EXERCÍCIO PROPOSTO 1
Retorne, sem nenhuma alteração, cada linha em que apareça a palavra "pickup".

Desta sorte, tamanha devoção por Amanaci deve-se a hábitos e costumes ancestrais profundamente entranhados no subconsciente de nossa gente. Muitos esquecem e até mesmo ignoram que aqui é um território de povos originários, que deixaram rastros genéticos e antropomórficos indeléveis em nosso povo, a exemplo dos olhos amendoados (orientais), do nariz grosso, da pele acobreada e dos cabelos negros e lisos, muito destacados e miscigenados na população local. Povos que aqui habitavam, como os Tarariús (Ariús, Janduís, Pegas, Panatis e Patamutés) e Carirís (Icós), mas que foram brutalmente repelidos, subjugados e aniquilados pelas escopetas, arcabuzes, espadas e bacamartes dos invasores brancos. Outra prova viva dessas reminiscências indígenas da xúva, na nossa cultura e tradição, são os festejos juninos da colheita e da fartura agrícolas (milho, mandioca e batata doce), celebrados em torno da fogueira com danças, músicas, cantos e rituais, antes da chegada dos portugueses. As maiores festas populares sertanejas, carregadas de sincretismo religioso advindo da colonização, continuam comemoradas nesse período – Santo Antônio, São João e São Pedro.

DADOS BRUTOS
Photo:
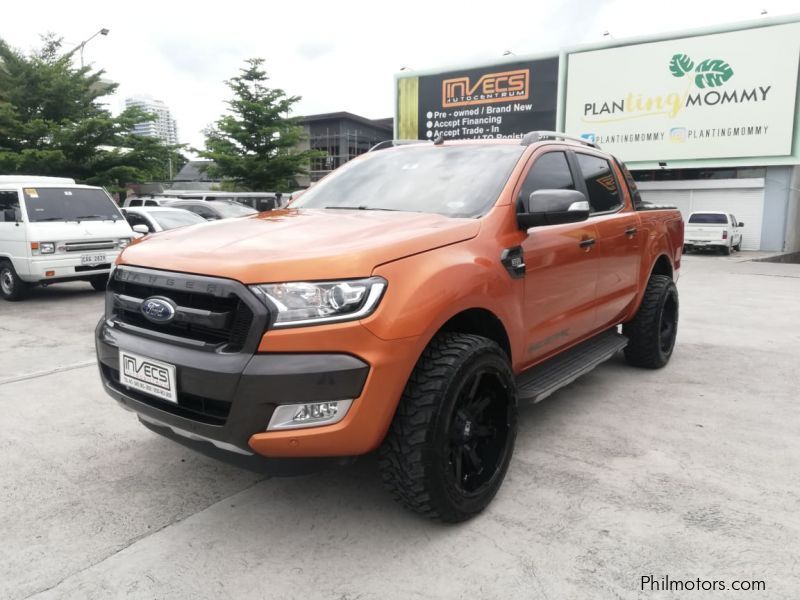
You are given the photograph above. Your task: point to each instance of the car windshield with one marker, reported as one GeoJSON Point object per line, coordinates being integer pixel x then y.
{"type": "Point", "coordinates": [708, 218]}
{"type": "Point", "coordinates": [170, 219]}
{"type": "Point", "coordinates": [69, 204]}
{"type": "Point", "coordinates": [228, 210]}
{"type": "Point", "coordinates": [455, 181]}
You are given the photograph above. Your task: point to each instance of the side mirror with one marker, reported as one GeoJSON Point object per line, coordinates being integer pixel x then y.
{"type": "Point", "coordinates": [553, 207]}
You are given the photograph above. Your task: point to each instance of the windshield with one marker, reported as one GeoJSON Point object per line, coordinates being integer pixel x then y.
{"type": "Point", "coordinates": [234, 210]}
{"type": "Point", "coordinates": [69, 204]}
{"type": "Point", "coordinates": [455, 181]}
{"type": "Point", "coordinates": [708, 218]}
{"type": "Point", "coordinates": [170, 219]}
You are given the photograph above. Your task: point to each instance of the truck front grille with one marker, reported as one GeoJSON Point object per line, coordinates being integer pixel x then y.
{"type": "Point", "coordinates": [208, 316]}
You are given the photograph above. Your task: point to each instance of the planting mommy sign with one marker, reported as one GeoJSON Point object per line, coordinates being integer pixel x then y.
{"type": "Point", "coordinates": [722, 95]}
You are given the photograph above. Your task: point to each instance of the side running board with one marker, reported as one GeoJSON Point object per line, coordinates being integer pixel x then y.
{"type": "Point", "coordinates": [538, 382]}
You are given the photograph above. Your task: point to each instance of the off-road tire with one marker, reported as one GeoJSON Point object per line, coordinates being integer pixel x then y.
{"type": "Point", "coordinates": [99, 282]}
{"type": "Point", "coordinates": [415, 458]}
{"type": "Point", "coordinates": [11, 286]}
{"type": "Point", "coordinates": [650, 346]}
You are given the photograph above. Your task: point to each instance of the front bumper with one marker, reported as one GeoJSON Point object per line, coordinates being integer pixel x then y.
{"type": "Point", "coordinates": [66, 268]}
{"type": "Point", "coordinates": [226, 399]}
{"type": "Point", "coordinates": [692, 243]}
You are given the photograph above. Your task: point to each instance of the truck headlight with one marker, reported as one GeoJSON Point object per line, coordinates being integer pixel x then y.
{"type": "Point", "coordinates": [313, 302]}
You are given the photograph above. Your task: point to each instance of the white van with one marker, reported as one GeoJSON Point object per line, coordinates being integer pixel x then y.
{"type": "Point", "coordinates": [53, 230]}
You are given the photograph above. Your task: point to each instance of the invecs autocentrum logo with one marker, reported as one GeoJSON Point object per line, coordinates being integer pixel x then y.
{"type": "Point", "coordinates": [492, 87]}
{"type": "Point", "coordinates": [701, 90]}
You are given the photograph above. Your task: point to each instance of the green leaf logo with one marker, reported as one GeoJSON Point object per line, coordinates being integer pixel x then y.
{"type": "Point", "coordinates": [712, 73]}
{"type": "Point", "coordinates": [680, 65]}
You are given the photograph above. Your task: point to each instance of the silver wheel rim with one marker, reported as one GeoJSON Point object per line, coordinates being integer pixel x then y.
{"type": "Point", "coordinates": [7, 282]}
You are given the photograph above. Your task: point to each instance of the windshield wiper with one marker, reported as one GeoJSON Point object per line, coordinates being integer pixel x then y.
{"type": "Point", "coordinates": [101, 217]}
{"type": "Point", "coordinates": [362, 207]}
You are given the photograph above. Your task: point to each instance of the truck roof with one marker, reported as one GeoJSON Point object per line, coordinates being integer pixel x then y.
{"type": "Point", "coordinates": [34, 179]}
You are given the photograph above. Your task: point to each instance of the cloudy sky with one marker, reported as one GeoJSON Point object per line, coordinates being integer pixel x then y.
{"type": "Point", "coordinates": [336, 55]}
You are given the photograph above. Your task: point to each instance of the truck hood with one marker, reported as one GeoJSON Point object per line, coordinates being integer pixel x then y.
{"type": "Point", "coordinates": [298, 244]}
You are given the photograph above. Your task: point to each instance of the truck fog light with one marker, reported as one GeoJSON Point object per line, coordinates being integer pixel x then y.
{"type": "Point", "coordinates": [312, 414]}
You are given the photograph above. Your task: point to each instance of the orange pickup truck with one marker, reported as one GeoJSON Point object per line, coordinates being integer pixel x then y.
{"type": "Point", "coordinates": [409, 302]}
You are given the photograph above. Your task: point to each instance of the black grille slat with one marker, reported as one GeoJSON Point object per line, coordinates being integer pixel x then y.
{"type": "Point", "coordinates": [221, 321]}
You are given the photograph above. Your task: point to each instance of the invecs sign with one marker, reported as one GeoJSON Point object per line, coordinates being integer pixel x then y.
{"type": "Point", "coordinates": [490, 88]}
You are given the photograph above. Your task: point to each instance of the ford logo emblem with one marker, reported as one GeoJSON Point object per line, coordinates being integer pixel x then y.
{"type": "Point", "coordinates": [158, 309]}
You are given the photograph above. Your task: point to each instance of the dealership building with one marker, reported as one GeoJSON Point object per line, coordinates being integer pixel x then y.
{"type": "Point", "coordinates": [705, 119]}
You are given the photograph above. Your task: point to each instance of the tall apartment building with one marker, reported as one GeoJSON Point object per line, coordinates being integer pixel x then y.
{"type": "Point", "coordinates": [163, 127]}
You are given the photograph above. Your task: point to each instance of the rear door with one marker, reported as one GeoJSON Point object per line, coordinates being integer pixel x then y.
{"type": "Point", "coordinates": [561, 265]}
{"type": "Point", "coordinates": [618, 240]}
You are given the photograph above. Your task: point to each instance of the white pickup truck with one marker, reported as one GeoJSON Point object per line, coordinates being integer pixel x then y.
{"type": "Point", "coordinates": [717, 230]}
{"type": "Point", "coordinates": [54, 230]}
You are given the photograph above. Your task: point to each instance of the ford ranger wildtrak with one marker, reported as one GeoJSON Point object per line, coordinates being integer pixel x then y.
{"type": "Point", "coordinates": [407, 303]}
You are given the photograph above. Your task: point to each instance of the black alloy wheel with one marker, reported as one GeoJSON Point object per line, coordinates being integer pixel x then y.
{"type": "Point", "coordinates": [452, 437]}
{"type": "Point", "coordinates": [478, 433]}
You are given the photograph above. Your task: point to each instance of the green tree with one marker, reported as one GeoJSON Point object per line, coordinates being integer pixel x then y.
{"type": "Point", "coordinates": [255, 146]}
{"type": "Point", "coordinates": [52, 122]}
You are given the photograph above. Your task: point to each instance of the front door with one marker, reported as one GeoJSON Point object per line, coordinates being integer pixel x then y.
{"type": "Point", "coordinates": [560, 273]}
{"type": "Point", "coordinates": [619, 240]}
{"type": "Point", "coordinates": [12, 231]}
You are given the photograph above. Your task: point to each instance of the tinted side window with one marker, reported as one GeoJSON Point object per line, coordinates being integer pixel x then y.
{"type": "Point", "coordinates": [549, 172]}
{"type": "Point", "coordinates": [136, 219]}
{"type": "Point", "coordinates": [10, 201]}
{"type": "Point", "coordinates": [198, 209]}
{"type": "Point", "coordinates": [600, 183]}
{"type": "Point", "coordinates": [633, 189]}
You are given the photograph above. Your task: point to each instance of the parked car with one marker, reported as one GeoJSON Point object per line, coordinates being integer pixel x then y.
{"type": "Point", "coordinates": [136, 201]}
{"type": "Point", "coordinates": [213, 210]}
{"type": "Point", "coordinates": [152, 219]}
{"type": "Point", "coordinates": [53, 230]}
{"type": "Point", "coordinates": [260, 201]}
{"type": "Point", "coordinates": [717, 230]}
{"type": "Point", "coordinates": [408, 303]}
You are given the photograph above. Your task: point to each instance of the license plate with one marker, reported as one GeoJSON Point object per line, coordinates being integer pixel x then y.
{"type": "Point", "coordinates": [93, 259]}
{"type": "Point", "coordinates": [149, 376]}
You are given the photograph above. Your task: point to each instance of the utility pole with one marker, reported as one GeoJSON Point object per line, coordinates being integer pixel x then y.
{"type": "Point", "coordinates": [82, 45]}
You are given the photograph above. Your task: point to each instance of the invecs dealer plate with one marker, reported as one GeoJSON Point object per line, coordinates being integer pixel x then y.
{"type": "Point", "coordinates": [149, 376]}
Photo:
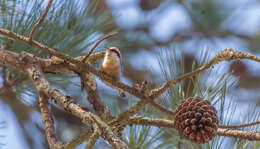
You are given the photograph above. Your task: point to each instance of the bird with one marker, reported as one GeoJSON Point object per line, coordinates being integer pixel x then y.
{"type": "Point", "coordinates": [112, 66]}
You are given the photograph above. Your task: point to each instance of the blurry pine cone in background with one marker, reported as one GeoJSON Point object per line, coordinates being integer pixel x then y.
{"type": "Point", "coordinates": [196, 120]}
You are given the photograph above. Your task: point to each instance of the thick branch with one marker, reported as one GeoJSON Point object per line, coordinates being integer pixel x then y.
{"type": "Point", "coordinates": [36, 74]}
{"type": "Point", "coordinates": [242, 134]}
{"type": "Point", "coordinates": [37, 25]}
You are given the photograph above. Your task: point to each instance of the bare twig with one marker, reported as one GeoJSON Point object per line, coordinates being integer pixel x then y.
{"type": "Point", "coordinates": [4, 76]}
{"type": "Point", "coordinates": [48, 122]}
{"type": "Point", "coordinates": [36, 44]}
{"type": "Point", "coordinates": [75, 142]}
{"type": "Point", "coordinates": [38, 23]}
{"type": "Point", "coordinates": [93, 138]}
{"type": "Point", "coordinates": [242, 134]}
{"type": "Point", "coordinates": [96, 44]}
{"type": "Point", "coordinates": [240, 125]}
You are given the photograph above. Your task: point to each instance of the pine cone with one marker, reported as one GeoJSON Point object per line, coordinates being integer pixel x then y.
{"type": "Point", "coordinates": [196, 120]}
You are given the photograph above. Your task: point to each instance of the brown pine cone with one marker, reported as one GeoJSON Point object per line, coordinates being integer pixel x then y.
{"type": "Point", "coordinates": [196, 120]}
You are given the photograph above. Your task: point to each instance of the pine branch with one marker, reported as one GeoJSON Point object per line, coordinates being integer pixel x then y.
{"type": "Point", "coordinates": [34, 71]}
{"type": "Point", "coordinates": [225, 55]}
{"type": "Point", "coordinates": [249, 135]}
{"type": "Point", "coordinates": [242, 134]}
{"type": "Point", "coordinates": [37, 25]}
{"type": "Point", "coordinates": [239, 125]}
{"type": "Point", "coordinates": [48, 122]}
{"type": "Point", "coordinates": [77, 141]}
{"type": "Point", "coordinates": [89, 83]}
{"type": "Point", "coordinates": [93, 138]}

EXERCÍCIO PROPOSTO 2
Copie na íntegra o trecho sobre a devoção a Amanaci e as heranças indígenas, sem mudar uma vírgula.

RESPOSTA 1
You are given the photograph above. Your task: point to each instance of the orange pickup truck with one marker, reported as one GeoJSON Point object per line, coordinates being integer pixel x then y.
You are given the photograph above. Your task: point to each instance of the white pickup truck with one marker, reported as one GeoJSON Point object per line, coordinates being integer pixel x then y.

RESPOSTA 2
Desta sorte, tamanha devoção por Amanaci deve-se a hábitos e costumes ancestrais profundamente entranhados no subconsciente de nossa gente. Muitos esquecem e até mesmo ignoram que aqui é um território de povos originários, que deixaram rastros genéticos e antropomórficos indeléveis em nosso povo, a exemplo dos olhos amendoados (orientais), do nariz grosso, da pele acobreada e dos cabelos negros e lisos, muito destacados e miscigenados na população local. Povos que aqui habitavam, como os Tarariús (Ariús, Janduís, Pegas, Panatis e Patamutés) e Carirís (Icós), mas que foram brutalmente repelidos, subjugados e aniquilados pelas escopetas, arcabuzes, espadas e bacamartes dos invasores brancos. Outra prova viva dessas reminiscências indígenas da xúva, na nossa cultura e tradição, são os festejos juninos da colheita e da fartura agrícolas (milho, mandioca e batata doce), celebrados em torno da fogueira com danças, músicas, cantos e rituais, antes da chegada dos portugueses. As maiores festas populares sertanejas, carregadas de sincretismo religioso advindo da colonização, continuam comemoradas nesse período – Santo Antônio, São João e São Pedro.